··· Raw records ···

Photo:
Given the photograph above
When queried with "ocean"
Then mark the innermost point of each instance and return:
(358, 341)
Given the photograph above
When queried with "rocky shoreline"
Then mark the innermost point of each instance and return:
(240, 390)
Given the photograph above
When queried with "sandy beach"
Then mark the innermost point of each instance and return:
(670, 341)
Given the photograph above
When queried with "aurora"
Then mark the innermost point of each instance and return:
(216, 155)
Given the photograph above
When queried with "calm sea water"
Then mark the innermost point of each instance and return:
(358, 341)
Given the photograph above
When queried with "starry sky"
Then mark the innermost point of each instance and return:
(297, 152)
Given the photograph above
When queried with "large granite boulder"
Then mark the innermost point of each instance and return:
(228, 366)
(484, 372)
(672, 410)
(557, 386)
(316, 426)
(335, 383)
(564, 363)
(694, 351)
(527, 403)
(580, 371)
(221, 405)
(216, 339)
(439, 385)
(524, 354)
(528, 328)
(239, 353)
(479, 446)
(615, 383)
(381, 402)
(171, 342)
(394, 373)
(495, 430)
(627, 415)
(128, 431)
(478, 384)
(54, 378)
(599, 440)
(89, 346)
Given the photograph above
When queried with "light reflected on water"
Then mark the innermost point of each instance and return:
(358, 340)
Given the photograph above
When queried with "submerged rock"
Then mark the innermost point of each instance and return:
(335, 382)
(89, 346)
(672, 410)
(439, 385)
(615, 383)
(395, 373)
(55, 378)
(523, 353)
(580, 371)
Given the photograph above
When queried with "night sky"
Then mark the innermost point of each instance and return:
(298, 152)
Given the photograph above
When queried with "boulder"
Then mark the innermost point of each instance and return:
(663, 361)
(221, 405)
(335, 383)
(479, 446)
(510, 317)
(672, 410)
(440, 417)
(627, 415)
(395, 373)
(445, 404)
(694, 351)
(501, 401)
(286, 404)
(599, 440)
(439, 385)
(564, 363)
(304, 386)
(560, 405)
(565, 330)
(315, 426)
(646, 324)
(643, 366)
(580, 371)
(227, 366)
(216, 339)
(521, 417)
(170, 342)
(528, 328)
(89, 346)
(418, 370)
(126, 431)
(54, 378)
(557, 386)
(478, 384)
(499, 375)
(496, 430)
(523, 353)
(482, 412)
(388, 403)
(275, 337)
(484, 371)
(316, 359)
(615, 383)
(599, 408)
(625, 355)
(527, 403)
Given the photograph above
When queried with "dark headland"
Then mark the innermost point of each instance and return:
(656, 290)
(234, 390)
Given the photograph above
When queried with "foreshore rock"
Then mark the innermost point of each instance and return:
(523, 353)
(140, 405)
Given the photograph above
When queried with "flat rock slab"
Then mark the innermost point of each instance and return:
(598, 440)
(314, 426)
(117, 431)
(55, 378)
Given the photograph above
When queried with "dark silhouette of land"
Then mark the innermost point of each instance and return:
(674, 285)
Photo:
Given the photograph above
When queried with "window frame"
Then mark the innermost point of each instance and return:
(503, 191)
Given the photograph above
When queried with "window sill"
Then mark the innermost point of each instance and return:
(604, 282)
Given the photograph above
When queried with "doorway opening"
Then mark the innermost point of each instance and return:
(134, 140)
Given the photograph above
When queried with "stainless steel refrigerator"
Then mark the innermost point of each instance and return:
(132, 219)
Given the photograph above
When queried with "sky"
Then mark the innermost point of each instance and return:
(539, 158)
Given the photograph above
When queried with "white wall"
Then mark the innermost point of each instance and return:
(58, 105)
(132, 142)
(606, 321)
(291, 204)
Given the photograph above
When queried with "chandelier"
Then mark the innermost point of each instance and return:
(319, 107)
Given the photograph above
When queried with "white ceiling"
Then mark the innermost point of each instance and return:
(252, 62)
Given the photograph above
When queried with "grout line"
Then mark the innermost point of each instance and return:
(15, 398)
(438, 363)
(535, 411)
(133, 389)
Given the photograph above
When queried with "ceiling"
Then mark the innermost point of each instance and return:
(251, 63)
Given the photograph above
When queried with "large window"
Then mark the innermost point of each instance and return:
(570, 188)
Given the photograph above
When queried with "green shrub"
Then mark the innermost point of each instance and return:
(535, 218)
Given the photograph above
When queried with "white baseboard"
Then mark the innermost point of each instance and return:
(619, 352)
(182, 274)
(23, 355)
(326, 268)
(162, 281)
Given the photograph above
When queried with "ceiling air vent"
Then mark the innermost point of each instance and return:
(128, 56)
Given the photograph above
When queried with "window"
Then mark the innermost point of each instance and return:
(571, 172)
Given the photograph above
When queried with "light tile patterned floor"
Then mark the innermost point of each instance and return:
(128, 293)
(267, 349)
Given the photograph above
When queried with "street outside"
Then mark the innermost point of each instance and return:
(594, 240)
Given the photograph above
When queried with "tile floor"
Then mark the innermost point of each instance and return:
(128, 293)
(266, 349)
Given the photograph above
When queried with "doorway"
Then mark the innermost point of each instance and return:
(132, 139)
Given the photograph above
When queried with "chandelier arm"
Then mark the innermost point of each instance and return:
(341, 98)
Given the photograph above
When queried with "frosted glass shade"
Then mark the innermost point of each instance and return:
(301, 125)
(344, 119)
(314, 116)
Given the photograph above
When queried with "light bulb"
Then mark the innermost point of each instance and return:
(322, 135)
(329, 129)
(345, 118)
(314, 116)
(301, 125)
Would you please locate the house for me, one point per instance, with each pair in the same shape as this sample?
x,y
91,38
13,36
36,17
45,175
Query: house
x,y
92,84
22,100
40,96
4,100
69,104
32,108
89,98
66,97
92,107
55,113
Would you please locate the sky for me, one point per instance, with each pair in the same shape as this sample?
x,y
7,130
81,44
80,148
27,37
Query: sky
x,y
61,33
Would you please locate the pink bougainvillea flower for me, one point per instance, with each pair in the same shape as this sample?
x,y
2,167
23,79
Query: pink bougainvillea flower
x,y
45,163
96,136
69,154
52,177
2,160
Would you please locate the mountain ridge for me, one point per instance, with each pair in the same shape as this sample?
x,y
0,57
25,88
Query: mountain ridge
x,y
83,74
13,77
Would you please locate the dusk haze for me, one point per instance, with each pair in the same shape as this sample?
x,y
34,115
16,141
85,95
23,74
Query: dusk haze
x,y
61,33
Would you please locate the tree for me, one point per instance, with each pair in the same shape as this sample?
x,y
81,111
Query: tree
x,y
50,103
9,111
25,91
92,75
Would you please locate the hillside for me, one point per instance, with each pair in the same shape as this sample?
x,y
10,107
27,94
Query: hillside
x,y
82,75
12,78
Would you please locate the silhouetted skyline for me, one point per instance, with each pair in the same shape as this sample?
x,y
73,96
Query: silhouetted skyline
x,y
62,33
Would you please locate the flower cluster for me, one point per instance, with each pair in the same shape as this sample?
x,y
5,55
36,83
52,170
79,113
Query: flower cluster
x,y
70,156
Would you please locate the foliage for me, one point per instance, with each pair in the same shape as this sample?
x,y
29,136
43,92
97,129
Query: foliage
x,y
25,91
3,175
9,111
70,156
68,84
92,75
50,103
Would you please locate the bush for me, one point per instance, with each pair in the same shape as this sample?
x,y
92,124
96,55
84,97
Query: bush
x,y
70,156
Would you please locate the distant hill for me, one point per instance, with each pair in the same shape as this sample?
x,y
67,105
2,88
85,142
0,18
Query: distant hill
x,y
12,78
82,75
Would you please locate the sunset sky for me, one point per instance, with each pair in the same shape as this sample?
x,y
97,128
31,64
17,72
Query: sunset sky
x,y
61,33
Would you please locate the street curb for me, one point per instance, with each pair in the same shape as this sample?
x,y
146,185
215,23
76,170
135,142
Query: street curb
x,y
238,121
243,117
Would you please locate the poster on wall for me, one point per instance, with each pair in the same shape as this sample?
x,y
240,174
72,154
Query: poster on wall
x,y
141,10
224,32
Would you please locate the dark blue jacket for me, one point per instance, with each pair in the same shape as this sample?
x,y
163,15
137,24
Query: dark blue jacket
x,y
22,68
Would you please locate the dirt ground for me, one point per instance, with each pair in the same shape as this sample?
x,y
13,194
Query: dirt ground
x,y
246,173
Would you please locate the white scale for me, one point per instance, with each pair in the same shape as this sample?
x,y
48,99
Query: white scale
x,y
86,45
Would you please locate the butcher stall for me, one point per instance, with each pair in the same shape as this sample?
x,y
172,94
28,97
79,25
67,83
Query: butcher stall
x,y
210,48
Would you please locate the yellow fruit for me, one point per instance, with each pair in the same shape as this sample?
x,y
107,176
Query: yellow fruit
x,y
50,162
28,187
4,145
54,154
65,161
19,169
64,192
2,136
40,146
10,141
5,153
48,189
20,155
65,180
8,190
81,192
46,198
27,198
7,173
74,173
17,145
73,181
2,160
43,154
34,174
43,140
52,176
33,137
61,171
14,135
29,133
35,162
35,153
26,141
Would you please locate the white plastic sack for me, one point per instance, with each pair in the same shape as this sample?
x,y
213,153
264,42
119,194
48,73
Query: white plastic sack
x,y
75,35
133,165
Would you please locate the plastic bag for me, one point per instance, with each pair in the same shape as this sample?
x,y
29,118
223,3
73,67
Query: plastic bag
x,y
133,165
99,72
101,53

···

Copy out every line from the one containing "Would you please locate the distant" to the end of the material, both ends included.

Would you please locate the distant hill for me, one point per instance, with each pair in the same shape as this sample?
x,y
67,105
2,88
85,142
0,18
Query: distant hill
x,y
12,78
82,75
Would you please locate the sunset sky for me, one point per instance, with each pair in the same shape as this sample?
x,y
97,128
31,64
17,72
Query: sunset sky
x,y
61,33
Would you please locate the street curb for me, one point per instance, with each pair in the same shape as this sample?
x,y
146,185
215,23
76,170
135,142
Query: street curb
x,y
238,121
243,117
Would you please locate the poster on wall for me, one point per instance, with each pair in the same shape as this sample?
x,y
240,174
72,154
Query: poster on wall
x,y
141,10
224,32
Would you please locate the dark blue jacket for me, one point per instance, with each pair in the same shape as this sample?
x,y
163,15
137,24
Query: dark blue jacket
x,y
22,68
Would you please locate the dirt ground for me, one point per instance, with each pair in the same shape as this sample?
x,y
13,194
Query: dirt ground
x,y
246,173
Would you please locate the white scale for me, one point per instance, with each pair in the same shape as this sample?
x,y
48,99
Query: white scale
x,y
86,45
Would you please locate the butcher stall for me, one point per instance, with each pair in the same shape as this sample?
x,y
172,94
28,97
79,25
67,83
Query: butcher stall
x,y
210,48
Would you please locate the yellow fruit for me, one point per instance, with each pair in the same shape as this sample?
x,y
107,176
Query: yellow fruit
x,y
50,162
28,187
4,145
54,154
65,161
19,169
64,192
2,136
40,146
10,141
5,153
48,189
20,155
65,180
8,190
81,192
46,198
27,198
7,173
74,173
17,145
73,181
2,160
43,154
34,174
43,140
52,176
33,137
61,171
14,135
29,133
35,162
35,153
26,141
Would you please locate the white plastic sack for me, one point per instance, with each pair in the same shape as this sample?
x,y
213,153
264,42
119,194
48,73
Query: white plastic sack
x,y
75,35
133,165
Would you please locate the plastic bag for me, one point per instance, with each pair in the same shape as this sample?
x,y
29,118
223,3
73,67
Query: plastic bag
x,y
133,165
99,72
101,53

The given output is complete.